- INSTRUCTIONS TO FOLLOW -
Below you will find a set of lines. Repeat them all exactly.

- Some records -
════════════════════

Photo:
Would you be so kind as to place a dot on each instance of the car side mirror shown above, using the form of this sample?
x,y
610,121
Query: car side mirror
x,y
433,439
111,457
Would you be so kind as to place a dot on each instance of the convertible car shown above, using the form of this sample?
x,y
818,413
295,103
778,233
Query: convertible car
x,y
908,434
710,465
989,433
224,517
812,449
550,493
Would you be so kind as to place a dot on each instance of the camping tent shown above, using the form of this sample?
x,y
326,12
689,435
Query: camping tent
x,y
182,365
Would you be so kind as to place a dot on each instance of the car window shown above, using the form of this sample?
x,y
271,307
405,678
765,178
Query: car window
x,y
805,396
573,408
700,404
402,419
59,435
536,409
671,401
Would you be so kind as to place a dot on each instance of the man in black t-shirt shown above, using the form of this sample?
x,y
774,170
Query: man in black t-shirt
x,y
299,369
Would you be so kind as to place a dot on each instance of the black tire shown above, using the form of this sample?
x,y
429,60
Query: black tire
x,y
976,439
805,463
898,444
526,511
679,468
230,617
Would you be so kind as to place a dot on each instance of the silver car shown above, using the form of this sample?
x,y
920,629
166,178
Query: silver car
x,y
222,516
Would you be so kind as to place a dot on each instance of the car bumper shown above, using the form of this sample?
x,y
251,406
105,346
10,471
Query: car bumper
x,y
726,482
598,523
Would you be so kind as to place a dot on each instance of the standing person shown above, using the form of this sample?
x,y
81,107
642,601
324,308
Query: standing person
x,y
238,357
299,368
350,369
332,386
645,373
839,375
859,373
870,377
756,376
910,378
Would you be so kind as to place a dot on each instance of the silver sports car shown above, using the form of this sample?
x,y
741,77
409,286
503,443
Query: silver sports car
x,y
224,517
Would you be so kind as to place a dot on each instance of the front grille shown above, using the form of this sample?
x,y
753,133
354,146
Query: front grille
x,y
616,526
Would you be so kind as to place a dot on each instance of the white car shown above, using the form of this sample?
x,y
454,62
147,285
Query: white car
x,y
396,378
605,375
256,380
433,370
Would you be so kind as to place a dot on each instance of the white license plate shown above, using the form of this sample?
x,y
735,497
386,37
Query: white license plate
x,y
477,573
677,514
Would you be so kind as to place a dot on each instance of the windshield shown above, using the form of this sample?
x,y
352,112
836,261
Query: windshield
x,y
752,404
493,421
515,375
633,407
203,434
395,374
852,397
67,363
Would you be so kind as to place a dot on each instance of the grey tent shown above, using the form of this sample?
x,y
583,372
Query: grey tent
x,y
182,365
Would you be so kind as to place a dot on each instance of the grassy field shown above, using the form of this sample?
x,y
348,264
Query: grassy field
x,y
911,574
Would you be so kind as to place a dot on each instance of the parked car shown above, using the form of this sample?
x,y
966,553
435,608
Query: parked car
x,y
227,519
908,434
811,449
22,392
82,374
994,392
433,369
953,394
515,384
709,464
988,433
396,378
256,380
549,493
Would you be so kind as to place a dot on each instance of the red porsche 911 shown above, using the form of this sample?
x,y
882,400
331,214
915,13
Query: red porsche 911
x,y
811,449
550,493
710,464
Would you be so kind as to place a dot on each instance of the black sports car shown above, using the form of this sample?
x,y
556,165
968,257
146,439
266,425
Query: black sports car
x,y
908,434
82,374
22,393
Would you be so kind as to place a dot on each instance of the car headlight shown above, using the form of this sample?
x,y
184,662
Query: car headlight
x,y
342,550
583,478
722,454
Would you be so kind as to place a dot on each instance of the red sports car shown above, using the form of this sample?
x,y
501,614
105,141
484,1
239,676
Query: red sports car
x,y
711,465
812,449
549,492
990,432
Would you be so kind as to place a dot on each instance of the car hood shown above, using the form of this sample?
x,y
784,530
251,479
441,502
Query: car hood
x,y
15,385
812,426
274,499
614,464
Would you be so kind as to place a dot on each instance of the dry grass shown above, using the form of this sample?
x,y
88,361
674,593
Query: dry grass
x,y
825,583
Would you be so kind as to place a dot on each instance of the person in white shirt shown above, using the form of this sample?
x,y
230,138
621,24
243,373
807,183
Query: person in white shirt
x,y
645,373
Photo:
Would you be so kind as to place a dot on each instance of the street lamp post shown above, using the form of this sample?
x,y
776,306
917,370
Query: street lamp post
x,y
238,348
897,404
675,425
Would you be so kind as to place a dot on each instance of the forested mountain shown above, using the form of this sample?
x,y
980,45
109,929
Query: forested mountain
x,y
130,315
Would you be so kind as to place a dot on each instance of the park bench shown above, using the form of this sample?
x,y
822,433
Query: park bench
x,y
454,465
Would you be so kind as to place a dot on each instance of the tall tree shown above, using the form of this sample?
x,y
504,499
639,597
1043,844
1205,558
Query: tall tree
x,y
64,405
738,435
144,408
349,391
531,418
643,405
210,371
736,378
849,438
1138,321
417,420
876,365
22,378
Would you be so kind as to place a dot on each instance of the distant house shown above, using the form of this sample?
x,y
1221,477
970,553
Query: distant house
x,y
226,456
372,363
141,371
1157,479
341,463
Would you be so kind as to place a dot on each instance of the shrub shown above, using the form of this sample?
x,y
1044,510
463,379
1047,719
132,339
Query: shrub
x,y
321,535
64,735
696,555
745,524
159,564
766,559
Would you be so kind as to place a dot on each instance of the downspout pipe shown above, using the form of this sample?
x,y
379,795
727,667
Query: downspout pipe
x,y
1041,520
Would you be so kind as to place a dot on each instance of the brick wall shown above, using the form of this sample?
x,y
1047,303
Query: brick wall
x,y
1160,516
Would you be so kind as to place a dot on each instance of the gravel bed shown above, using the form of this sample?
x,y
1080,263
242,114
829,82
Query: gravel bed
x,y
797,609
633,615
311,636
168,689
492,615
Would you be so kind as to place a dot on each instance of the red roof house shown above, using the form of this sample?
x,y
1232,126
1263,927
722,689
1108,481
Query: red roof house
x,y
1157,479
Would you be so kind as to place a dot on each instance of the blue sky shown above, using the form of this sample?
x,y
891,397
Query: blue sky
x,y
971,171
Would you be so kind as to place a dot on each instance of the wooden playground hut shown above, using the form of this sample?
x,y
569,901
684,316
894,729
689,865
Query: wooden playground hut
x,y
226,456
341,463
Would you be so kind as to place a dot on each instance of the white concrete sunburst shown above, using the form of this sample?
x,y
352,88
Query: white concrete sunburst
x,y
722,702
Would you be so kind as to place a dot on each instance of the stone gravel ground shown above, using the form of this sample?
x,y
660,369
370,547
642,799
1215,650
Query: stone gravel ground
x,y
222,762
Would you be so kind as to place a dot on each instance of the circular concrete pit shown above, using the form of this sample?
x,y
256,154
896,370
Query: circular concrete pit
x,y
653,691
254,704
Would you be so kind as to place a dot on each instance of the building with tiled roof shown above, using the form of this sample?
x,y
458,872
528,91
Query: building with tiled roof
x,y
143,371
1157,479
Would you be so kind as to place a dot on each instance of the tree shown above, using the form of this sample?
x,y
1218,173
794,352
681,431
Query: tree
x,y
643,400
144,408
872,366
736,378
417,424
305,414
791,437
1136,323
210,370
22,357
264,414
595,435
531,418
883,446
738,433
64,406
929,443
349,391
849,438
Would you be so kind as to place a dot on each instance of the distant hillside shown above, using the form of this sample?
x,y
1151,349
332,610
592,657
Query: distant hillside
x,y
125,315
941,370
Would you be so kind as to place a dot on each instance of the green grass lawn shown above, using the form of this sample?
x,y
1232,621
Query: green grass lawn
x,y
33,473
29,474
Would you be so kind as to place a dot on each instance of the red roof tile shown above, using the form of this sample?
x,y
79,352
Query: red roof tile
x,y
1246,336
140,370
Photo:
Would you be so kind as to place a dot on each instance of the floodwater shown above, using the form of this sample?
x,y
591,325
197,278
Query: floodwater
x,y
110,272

════════════════════

- RESULT OF THE EXERCISE -
Photo:
Would you be so kind as to place a dot on each instance of the car side mirror shown above, using the form of this sample?
x,y
610,121
Query: car side mirror
x,y
433,439
111,457
Would you be so kind as to place a dot on each instance of the convertible car shown above, using the form of this sample?
x,y
818,413
295,103
778,233
Query: convertible car
x,y
908,434
710,465
989,433
224,517
812,449
550,493
Would you be so kind as to place a dot on each instance of the camping tent shown above, using the form of this sample?
x,y
326,12
689,435
Query: camping tent
x,y
182,365
Would you be so kind as to place a dot on each instance of the car window shown above, using the form of this sample?
x,y
271,307
405,678
765,178
Query: car window
x,y
805,396
573,408
700,404
402,419
59,435
536,409
671,401
Would you be so kind as to place a dot on each instance of the man in black t-shirt shown above, using the form of this sample?
x,y
774,170
Query: man in black t-shirt
x,y
299,369
Would you be so kind as to place a dot on each instance of the black tire shown above, using the form of this sample?
x,y
429,60
Query: black tire
x,y
976,439
805,463
898,444
526,511
679,468
230,617
Would you be so kind as to place a dot on each instance of the silver car shown above, using the form of this sample?
x,y
920,629
166,178
Query: silver car
x,y
222,516
Would you be so kind as to place a dot on each instance of the car bumper shown above, using the form of this sample?
x,y
251,406
105,346
10,471
Query: car bumper
x,y
726,482
598,523
Would you be so kind as to place a dot on each instance of the standing person shown above, using the form of this sample?
x,y
81,107
642,601
324,308
Query: standing person
x,y
238,357
299,368
350,369
332,386
645,373
839,375
859,373
870,377
756,376
910,378
Would you be so kind as to place a dot on each instance of the silver sports car shown above, using the form of this sample?
x,y
741,77
409,286
503,443
Query: silver sports car
x,y
224,517
Would you be so kind as to place a dot on each instance of the front grille shown above, using the form of this sample?
x,y
753,133
354,146
Query: front grille
x,y
616,526
Would you be so kind as to place a dot on each instance of the white car shown above, using the form of this sample?
x,y
454,62
147,285
Query: white car
x,y
396,378
605,375
256,380
433,370
Would you be so kind as to place a dot on each instance of the white license plate shown above, using the form of this sample?
x,y
735,497
386,37
Query: white license plate
x,y
477,573
677,514
Would you be so kind as to place a dot on each instance of the windshield shown above, using the form of this sample?
x,y
352,112
836,261
Query: windshield
x,y
752,404
493,421
515,375
633,407
203,434
395,374
852,397
67,363
Would you be so kind as to place a dot on each instance of the grey tent shown above, using the form of this sample?
x,y
583,372
Query: grey tent
x,y
182,365
Would you be so kind as to place a dot on each instance of the grassy field shown above, using the form of this sample?
x,y
348,264
Query: grassy field
x,y
911,574
Would you be so kind as to place a dot on each instance of the parked car shown above, using the form of this sample?
x,y
966,553
435,608
Query: parked car
x,y
227,519
908,434
811,449
22,392
82,374
994,392
433,369
953,394
515,384
709,464
988,433
396,378
256,380
549,493
Would you be so kind as to place a dot on each instance of the red porsche 911 shown above, using the form of this sample?
x,y
882,400
331,214
915,13
Query: red porsche 911
x,y
811,449
550,493
710,464
Would you be so kind as to place a dot on each instance of the black sports car shown above, using the form of this sample?
x,y
556,165
968,257
146,439
266,425
Query: black sports car
x,y
908,434
82,374
22,393
Would you be so kind as to place a dot on each instance of the car headlight shown above, using the form of this sample?
x,y
184,662
Query: car headlight
x,y
342,550
583,478
722,454
Would you be so kind as to place a dot on each instance of the red sports car shown above, using the form of this sample?
x,y
501,614
105,141
484,1
239,676
Query: red sports car
x,y
711,465
812,449
549,492
990,432
Would you be so kind as to place a dot on each instance of the car hood shown above, using the form of this sample?
x,y
784,530
251,479
441,502
Query: car hood
x,y
15,385
812,426
274,499
614,464
Would you be so kind as to place a dot on each instance of the dry grass shown above, using the form of this sample?
x,y
88,361
674,593
Query: dry grass
x,y
825,583
Would you be so kind as to place a dot on each instance of the person in white shirt shown above, using the form of this sample?
x,y
230,138
621,24
243,373
807,183
Query: person in white shirt
x,y
645,373
Photo:
Would you be so kind as to place a dot on each instance of the street lamp post shown above, using the form of this sample?
x,y
776,306
917,370
Query: street lamp post
x,y
238,348
897,404
675,425
Would you be so kind as to place a dot on each instance of the forested mountain shown above, using the form of this sample?
x,y
980,45
109,929
Query: forested mountain
x,y
130,315
Would you be so kind as to place a dot on each instance of the park bench shown above, using the form of this sample?
x,y
822,433
Query: park bench
x,y
454,465
Would you be so kind as to place a dot on each instance of the tall tree shown above, using the form of this sample?
x,y
504,499
639,597
1043,844
1205,558
Query: tall tree
x,y
64,405
738,435
144,408
349,391
531,418
643,405
210,371
736,378
849,438
1138,321
417,420
876,365
22,378
Would you be so kind as to place a dot on each instance of the distant house shown above, using the form of this sample?
x,y
1221,477
970,553
Query: distant house
x,y
226,456
372,363
141,371
1157,479
341,463
Would you be so kind as to place a dot on each instance of the shrub shown above, using the form of this sample?
x,y
1044,510
463,379
1047,719
132,339
Query: shrub
x,y
321,535
64,735
696,555
745,524
159,564
766,559
Would you be so kind as to place a dot on each instance of the downspout pipe shown above, using the form of this sample?
x,y
379,795
727,667
Query: downspout pipe
x,y
1041,520
Would you be so kind as to place a dot on each instance of the brick wall shown above, using the form of this sample?
x,y
1047,303
Query: brick wall
x,y
1160,516
Would you be so kind as to place a dot on each instance of the gravel bed shown above, using the form of this sample?
x,y
1080,263
242,114
829,82
Query: gravel bed
x,y
797,609
633,615
311,636
168,689
492,615
Would you be so kind as to place a dot on each instance of the red roof house shown above, using the form of this sample?
x,y
1232,126
1263,927
722,689
1108,481
Query: red roof house
x,y
1157,479
Would you be so kind as to place a dot on each instance of the blue sky shown above, using the form of this sample?
x,y
891,397
Query: blue sky
x,y
971,171
Would you be so kind as to place a dot on each instance of the wooden playground hut shown above, using the form of this sample?
x,y
569,901
684,316
894,729
689,865
Query: wooden playground hut
x,y
226,456
341,463
Would you be so kind as to place a dot on each instance of the white concrete sunburst shown above, using the form of this sample?
x,y
352,88
Query: white concrete sunburst
x,y
722,702
Would you be so kind as to place a dot on each instance of the stone gravel ground shown above, using the form of this sample?
x,y
660,369
370,547
642,799
1215,650
Query: stone gravel ground
x,y
222,762
Would you be so kind as to place a dot on each instance of the circular concrete pit shown above, using the form of this sample?
x,y
256,154
896,370
Query: circular concrete pit
x,y
653,691
254,704
Would you be so kind as to place a dot on each instance of the building with tiled roof shown above, using the form of this sample?
x,y
458,872
528,91
Query: building with tiled roof
x,y
143,371
1157,479
Would you be so kind as to place a dot on each instance of the tree shown above, using the form of this sample?
x,y
1218,173
794,352
681,431
Query: tree
x,y
643,400
144,408
872,366
736,378
417,424
305,414
791,437
1136,323
210,370
22,357
264,414
595,435
531,418
883,446
738,433
64,406
929,443
349,391
849,438
Would you be so kind as to place a dot on each instance of the distant hillside shown above, using the form of this sample?
x,y
1151,349
332,610
592,657
Query: distant hillside
x,y
125,315
941,370
Would you be so kind as to place a dot on each instance of the green grass lawn shown above, using the form of this sample?
x,y
1232,621
Query: green grass lawn
x,y
33,473
29,474
Would you be so kind as to place a dot on each instance of the red roof tile shown above, using the form of this sample?
x,y
79,352
Query: red roof tile
x,y
1246,336
140,370
Photo:
Would you be so kind as to place a dot on each instance of the floodwater shown above, using the form of this sample?
x,y
591,325
197,278
Query: floodwater
x,y
110,272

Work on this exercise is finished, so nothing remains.